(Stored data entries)
********************

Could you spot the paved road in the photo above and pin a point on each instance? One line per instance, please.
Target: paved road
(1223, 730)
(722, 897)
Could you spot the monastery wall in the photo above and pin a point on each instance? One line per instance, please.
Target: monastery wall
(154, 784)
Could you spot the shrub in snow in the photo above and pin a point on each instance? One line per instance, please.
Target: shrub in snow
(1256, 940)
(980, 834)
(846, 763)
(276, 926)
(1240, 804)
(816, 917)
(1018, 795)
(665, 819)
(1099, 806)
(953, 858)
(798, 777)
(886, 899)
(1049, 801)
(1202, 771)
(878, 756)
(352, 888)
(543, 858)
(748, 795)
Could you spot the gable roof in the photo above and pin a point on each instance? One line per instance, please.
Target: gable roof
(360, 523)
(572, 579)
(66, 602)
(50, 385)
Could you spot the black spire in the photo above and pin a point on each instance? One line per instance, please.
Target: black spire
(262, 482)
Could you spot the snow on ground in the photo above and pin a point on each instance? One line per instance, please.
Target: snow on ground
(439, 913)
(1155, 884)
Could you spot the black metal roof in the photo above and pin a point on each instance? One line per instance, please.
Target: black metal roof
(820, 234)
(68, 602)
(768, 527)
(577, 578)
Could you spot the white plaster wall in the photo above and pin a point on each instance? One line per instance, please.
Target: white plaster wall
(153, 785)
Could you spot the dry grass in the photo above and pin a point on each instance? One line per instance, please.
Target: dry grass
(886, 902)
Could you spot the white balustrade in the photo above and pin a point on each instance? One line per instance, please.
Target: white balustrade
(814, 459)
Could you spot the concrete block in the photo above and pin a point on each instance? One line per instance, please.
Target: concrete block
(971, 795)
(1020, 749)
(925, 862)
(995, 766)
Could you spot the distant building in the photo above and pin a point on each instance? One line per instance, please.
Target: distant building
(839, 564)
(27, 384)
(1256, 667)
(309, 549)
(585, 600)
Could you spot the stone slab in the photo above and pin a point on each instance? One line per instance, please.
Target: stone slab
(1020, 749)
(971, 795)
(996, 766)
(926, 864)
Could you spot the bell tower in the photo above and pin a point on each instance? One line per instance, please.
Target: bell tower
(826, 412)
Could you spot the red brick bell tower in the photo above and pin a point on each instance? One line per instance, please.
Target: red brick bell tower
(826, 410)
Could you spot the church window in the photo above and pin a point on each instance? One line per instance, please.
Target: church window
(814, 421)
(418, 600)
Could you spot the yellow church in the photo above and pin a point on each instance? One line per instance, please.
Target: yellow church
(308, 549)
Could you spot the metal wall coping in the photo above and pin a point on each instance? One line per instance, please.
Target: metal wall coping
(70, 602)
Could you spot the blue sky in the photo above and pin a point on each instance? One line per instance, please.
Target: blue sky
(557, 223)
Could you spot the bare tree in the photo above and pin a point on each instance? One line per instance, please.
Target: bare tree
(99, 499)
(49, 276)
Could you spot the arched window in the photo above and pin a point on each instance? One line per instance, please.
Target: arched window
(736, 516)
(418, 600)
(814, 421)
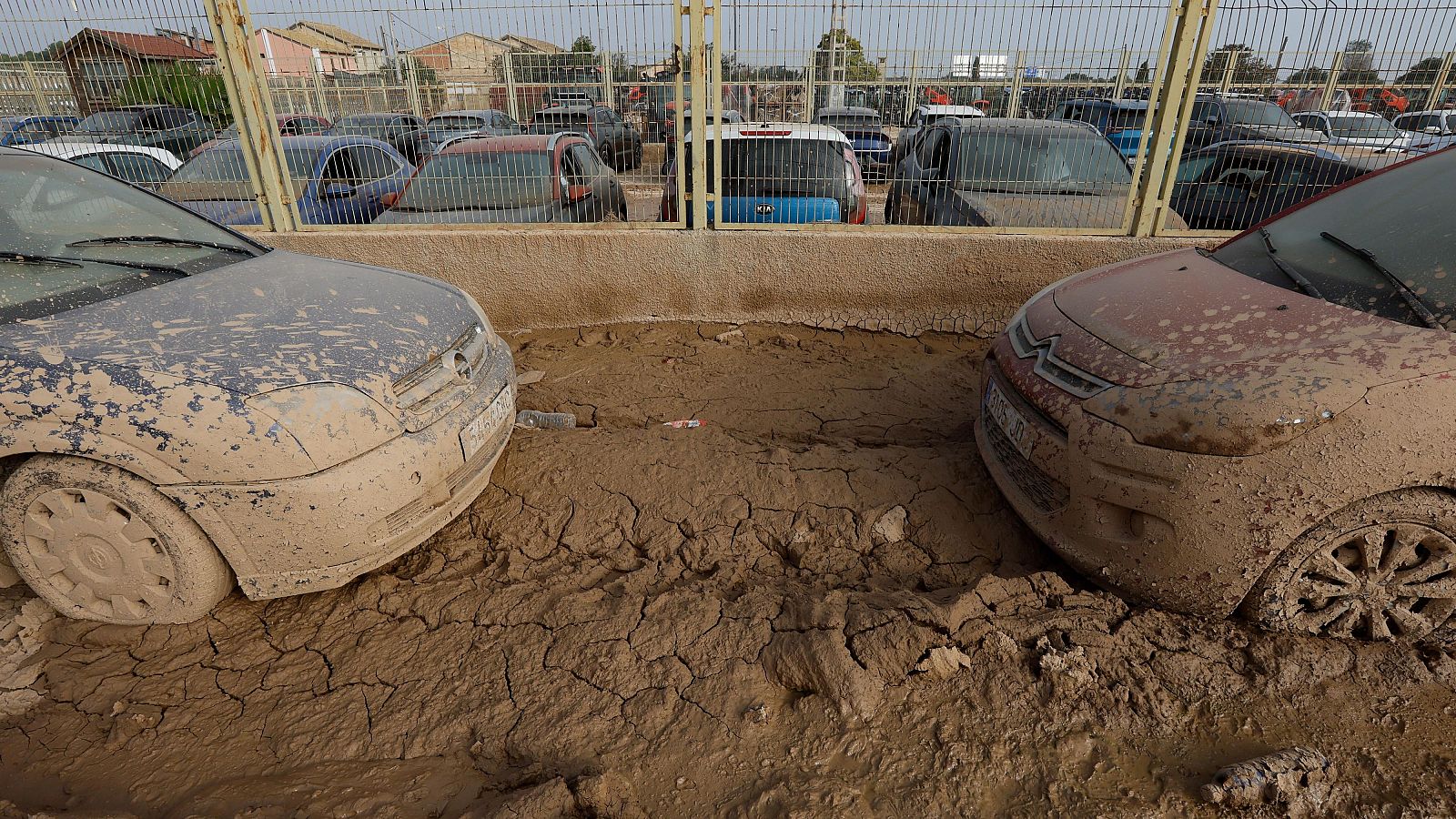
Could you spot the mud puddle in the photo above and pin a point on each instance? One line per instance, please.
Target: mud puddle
(814, 603)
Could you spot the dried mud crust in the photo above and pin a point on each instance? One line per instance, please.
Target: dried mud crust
(815, 603)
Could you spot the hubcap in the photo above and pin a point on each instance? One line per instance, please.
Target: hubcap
(98, 552)
(1385, 581)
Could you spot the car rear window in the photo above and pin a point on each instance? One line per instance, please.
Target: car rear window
(781, 167)
(480, 181)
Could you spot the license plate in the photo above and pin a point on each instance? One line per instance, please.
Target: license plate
(1001, 410)
(484, 426)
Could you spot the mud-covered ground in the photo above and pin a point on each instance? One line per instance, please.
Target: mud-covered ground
(813, 605)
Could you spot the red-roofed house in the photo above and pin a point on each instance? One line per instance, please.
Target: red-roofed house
(101, 62)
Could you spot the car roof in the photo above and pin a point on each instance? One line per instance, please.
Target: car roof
(506, 145)
(778, 130)
(67, 150)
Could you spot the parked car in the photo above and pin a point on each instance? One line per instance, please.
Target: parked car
(615, 142)
(28, 130)
(925, 116)
(187, 405)
(1223, 120)
(1356, 128)
(1259, 429)
(453, 124)
(778, 172)
(1118, 120)
(1237, 186)
(337, 181)
(1009, 174)
(866, 135)
(167, 127)
(135, 164)
(524, 178)
(405, 133)
(288, 126)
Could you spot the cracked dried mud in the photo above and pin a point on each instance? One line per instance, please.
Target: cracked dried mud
(813, 605)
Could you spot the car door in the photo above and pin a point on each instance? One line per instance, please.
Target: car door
(137, 167)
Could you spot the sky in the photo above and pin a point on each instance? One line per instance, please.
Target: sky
(1055, 35)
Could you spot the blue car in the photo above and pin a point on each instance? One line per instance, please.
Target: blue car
(1118, 120)
(29, 130)
(337, 181)
(865, 133)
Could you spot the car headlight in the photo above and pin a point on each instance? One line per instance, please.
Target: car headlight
(331, 421)
(1234, 416)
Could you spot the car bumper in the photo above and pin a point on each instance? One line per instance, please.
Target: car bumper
(320, 531)
(1186, 532)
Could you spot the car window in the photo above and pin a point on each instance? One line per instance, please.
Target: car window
(137, 167)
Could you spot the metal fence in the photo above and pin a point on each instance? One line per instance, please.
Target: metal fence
(1128, 116)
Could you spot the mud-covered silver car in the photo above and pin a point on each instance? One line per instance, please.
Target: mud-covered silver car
(186, 405)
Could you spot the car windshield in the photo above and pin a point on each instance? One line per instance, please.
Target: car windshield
(53, 212)
(781, 167)
(1038, 160)
(441, 124)
(1361, 127)
(851, 121)
(480, 181)
(1254, 113)
(109, 123)
(1392, 215)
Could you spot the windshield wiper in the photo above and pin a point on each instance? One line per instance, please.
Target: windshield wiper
(1411, 299)
(1289, 271)
(165, 241)
(33, 258)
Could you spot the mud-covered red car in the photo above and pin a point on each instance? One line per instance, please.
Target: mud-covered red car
(1259, 429)
(184, 405)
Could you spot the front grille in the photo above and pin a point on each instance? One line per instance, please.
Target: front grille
(437, 382)
(1046, 493)
(1048, 366)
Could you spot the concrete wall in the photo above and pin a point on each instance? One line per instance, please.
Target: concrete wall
(900, 281)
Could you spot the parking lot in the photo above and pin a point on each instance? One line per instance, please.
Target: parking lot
(814, 603)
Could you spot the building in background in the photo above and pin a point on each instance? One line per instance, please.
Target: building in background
(98, 63)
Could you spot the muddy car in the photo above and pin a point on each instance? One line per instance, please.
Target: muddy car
(1261, 429)
(186, 405)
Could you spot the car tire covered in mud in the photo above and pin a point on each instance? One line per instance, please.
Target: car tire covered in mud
(98, 542)
(1380, 569)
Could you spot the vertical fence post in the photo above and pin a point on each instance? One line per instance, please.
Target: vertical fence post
(1439, 84)
(1179, 69)
(43, 102)
(252, 111)
(513, 106)
(1332, 80)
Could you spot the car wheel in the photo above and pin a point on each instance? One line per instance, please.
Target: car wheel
(1382, 569)
(98, 542)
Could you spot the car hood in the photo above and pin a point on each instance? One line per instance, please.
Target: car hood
(262, 324)
(1183, 315)
(1048, 210)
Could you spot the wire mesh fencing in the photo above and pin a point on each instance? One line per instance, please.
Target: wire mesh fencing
(1011, 116)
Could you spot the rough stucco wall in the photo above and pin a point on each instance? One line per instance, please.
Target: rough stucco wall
(900, 281)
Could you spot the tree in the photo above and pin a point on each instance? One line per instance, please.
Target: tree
(1421, 73)
(851, 57)
(1249, 70)
(178, 84)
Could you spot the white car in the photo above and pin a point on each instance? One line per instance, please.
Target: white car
(1356, 128)
(1431, 130)
(135, 164)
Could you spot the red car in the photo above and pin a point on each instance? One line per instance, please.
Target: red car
(1261, 429)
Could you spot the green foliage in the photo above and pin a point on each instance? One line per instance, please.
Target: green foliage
(856, 66)
(1249, 70)
(178, 84)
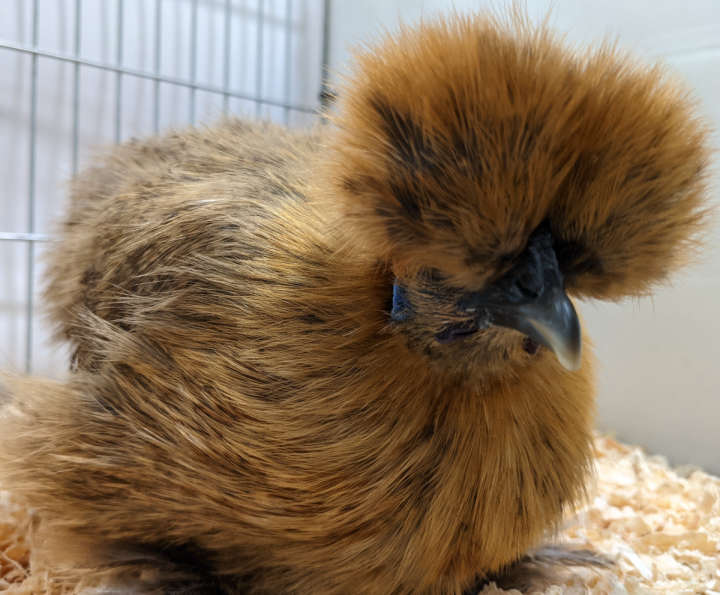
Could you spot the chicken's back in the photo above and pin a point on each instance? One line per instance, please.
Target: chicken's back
(150, 206)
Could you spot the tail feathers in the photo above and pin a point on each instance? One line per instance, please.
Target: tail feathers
(543, 567)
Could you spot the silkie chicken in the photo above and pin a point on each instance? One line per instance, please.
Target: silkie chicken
(345, 360)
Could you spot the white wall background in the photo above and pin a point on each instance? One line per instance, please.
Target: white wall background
(659, 373)
(659, 358)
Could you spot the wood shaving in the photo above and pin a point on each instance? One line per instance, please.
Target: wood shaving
(660, 526)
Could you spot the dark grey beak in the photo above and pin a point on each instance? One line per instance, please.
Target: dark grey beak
(530, 298)
(550, 320)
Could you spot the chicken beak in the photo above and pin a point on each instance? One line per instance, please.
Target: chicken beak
(531, 298)
(550, 320)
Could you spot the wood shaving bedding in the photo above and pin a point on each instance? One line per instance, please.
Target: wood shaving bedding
(661, 526)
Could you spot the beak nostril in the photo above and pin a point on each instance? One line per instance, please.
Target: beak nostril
(529, 284)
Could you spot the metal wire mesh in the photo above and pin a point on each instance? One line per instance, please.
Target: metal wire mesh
(268, 17)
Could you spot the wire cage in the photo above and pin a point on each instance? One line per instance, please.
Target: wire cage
(79, 74)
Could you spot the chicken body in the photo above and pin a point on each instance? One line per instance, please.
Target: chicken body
(244, 412)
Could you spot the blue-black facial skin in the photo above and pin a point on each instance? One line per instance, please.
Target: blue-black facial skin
(401, 309)
(535, 282)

********************

● Problem to work on: This exercise asks for an exact repeat of the lines from the one holding "Could you spot the blue-black" through the end of the data above.

● Response to the exercise:
Could you spot the blue-black facial skin in the photo above and pin a point on each instance? One line per instance, please.
Target: blue-black facial skin
(401, 309)
(535, 282)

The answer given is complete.